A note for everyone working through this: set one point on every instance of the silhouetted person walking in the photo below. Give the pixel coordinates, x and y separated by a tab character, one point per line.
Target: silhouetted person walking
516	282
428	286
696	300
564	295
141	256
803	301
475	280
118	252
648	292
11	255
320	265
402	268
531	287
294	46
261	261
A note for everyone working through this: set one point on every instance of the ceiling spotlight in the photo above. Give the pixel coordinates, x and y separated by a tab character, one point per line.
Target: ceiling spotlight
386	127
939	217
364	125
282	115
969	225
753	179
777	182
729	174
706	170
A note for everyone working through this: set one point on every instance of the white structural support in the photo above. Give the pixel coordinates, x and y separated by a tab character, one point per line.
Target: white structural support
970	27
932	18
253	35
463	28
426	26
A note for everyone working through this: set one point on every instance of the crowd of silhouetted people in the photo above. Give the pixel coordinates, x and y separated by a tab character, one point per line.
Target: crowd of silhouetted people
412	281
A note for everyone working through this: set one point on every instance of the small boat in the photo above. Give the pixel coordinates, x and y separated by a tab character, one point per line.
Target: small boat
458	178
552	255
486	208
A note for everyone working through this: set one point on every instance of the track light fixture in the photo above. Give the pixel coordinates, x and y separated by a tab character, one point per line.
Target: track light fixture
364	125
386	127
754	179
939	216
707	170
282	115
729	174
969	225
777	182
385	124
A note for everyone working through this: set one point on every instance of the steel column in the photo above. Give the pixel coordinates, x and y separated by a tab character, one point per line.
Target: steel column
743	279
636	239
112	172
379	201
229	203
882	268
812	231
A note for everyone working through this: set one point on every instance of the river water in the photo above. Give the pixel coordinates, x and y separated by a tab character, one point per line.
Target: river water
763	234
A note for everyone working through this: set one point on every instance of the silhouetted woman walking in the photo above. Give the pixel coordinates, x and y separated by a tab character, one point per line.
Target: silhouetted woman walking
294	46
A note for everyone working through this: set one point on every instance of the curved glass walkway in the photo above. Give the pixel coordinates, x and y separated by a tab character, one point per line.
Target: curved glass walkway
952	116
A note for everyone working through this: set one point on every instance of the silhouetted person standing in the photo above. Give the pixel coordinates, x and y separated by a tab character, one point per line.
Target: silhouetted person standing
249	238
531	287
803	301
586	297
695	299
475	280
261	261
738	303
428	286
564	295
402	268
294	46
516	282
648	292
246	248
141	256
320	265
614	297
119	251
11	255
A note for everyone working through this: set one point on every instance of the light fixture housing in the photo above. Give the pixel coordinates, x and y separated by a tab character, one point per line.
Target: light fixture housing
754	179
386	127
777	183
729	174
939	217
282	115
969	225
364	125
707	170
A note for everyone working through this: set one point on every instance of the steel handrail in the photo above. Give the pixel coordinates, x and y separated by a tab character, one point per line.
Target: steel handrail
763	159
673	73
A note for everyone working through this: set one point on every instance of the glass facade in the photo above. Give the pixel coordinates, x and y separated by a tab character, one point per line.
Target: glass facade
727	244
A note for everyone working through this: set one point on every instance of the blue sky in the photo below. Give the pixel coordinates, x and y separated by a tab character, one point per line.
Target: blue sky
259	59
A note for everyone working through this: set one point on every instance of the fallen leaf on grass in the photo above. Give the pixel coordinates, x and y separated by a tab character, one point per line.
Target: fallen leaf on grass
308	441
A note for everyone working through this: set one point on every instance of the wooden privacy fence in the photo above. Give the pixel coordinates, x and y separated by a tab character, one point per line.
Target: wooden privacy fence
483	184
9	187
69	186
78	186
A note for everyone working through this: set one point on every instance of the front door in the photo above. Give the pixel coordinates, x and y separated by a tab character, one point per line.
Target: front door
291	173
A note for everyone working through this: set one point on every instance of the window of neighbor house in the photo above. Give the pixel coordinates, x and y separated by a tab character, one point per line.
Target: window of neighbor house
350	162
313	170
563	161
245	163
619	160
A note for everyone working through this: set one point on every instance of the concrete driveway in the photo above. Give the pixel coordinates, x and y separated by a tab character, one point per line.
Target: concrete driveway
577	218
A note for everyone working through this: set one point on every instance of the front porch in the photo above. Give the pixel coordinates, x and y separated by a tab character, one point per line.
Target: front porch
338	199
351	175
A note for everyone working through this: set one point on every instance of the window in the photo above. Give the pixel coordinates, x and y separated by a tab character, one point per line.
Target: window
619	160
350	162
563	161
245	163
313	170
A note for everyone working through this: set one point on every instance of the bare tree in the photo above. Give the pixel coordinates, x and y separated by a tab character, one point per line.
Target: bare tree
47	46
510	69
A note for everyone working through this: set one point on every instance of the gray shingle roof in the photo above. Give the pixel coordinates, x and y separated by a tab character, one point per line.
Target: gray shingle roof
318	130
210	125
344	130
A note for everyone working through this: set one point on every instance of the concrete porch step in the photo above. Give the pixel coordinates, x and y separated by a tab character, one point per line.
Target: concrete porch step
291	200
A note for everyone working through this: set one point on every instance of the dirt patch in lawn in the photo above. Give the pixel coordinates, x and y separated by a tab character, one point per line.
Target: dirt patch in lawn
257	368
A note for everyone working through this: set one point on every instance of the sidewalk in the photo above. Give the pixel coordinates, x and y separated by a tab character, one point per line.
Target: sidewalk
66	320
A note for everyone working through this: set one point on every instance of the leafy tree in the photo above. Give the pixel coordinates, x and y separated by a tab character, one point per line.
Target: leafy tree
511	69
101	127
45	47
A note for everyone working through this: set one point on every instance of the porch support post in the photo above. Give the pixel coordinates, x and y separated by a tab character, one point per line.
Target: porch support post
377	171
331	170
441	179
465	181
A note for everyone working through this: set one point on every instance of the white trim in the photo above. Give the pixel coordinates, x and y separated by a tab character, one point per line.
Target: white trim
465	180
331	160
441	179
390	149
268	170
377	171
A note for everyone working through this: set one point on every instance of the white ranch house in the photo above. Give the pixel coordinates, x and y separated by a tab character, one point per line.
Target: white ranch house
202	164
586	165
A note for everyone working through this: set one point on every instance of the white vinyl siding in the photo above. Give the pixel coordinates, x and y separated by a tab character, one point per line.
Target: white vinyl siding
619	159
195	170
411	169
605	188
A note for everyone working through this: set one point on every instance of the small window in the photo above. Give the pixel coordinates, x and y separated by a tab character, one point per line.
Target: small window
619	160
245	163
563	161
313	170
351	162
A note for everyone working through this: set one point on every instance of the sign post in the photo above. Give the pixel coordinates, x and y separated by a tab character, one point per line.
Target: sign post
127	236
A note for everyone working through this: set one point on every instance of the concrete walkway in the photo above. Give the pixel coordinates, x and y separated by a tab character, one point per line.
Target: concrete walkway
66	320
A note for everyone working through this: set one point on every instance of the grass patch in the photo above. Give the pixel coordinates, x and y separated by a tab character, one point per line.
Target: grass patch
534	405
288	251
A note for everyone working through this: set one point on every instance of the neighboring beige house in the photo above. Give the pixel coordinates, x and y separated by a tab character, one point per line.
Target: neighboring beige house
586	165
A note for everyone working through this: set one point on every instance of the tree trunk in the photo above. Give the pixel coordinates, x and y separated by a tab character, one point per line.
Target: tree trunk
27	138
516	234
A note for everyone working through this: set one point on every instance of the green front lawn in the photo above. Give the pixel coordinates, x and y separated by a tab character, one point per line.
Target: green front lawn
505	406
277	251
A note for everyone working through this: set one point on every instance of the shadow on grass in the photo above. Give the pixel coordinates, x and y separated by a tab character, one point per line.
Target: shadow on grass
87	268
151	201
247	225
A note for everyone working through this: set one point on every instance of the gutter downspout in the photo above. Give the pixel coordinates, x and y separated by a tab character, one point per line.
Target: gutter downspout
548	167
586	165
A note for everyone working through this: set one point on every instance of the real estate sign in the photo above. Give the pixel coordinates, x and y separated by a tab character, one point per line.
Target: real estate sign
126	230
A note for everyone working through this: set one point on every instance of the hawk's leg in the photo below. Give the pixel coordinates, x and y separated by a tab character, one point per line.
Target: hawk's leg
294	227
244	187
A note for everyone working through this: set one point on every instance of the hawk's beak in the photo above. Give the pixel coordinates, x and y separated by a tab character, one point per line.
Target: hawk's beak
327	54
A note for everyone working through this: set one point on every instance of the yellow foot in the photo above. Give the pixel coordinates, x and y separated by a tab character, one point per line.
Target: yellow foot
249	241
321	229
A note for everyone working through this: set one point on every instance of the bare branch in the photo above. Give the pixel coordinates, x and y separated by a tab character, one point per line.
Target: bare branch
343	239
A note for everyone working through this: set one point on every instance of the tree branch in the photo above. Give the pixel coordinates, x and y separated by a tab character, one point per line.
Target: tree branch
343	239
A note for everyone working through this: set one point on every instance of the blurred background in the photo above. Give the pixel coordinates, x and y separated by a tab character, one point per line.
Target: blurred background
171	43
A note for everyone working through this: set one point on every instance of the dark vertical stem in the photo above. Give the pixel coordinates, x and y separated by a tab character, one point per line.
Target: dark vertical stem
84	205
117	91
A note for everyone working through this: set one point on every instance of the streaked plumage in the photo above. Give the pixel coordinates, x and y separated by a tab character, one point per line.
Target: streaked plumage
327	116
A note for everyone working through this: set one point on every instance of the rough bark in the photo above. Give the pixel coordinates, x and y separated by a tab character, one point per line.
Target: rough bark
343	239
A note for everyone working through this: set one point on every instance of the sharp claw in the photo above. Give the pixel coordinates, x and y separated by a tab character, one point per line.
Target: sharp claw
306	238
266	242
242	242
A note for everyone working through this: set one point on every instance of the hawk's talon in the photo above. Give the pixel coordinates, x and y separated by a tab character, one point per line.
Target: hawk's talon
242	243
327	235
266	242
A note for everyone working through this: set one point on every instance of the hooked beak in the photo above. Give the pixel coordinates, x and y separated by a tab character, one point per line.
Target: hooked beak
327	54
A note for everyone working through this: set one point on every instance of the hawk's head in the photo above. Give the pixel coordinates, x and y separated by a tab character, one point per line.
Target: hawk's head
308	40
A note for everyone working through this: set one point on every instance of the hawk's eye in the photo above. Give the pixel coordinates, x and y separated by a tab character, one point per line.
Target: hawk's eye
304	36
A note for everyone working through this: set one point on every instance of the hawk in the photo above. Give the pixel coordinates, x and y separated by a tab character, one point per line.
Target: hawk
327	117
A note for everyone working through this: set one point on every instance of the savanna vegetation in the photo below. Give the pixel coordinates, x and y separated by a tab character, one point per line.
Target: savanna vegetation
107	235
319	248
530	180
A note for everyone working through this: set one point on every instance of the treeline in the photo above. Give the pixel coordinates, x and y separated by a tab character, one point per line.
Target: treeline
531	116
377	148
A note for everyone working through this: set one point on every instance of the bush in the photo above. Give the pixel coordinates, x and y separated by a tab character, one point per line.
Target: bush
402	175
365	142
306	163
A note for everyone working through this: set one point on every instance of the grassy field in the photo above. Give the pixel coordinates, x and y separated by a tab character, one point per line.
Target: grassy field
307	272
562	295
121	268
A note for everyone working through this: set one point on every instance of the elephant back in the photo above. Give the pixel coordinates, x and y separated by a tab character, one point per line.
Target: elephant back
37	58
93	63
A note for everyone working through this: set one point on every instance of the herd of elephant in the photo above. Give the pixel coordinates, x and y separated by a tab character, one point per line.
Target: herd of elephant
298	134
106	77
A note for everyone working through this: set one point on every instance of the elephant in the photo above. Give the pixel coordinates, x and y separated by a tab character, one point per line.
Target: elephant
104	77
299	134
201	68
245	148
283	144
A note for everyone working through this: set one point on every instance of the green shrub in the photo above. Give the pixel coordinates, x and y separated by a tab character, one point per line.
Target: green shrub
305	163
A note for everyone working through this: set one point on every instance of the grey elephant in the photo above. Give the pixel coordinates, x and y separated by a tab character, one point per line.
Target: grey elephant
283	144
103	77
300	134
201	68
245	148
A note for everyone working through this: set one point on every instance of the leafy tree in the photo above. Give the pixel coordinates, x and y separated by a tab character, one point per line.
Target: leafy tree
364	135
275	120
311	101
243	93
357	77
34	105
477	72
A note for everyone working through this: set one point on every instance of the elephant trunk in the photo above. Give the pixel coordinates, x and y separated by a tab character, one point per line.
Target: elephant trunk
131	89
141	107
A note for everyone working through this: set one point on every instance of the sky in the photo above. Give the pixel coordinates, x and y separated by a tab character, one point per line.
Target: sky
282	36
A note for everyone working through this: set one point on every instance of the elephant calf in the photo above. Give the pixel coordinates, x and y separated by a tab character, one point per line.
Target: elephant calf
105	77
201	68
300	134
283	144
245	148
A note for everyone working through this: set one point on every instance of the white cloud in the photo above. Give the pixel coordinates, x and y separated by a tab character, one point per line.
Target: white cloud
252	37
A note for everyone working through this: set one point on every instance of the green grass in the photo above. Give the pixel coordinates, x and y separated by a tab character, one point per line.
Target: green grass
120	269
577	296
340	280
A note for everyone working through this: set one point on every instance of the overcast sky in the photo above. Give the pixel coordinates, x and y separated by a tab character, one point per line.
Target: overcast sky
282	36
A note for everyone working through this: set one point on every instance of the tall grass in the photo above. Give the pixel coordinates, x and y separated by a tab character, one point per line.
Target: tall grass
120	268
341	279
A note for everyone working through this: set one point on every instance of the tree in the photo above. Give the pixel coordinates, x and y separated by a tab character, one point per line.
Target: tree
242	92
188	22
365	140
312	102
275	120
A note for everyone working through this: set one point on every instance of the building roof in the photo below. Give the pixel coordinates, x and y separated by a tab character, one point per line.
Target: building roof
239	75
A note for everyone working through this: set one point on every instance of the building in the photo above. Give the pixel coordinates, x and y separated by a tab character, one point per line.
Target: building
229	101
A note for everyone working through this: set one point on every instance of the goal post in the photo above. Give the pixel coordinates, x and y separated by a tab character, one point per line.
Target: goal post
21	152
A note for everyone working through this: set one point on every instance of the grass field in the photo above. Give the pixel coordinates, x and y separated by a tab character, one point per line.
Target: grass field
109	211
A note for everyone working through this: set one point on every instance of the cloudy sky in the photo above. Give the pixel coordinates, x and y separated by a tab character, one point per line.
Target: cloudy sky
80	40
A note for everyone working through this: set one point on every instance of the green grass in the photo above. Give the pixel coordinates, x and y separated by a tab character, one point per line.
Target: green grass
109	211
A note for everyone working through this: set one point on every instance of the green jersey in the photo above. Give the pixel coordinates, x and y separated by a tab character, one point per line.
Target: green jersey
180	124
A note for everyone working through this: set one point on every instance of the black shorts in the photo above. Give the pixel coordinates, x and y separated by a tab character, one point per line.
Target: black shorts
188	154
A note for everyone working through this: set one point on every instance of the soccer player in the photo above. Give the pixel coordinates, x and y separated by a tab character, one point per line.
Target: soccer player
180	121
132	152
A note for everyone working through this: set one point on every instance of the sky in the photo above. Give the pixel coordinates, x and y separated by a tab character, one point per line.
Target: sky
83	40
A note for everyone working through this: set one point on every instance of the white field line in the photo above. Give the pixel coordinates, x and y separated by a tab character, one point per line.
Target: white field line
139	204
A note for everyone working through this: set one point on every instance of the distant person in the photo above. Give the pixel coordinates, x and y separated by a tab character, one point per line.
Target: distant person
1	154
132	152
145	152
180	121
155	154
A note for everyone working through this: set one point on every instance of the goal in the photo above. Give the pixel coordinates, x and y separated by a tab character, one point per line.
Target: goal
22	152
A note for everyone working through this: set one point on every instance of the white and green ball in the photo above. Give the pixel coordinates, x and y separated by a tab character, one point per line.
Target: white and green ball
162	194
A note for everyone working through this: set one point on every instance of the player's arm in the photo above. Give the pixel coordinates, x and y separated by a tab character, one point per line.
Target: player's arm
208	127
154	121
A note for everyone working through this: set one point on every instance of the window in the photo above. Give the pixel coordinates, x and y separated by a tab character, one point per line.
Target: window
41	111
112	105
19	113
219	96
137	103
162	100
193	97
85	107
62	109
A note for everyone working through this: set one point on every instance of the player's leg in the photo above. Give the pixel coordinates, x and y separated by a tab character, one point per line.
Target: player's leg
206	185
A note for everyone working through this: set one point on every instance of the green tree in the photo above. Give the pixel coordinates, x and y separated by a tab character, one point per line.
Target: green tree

-- -- --

§ Goal of the exercise: Go through the records. Copy each line where "below" appears.

§ Written solution:
A note for everyone working through this: set one point on every instance of the silhouetted person walking in the photo below. Give the pixel coordinates, x and y separated by a tab character, one point per line.
A note for everyone working through this: set one point on every instance of the blue sky in the photo below. Give the pixel coordinates, x and y separated by a tab character, one point per line.
A note for everyone working through this: set one point on every instance of the hawk's leg in the photo below. Give the pixel coordinates, x and y separated by a tab character, one point per line.
A note for everyone working through this: set one point on every instance of the savanna vegetation in the photo below. Give the pixel coordinates, x and y separated by a tab character, one point per line.
A note for everyone working through this: set one point on every instance of the building roof in the photo below. Give the pixel coordinates, x and y separated by a tab character, one point per line.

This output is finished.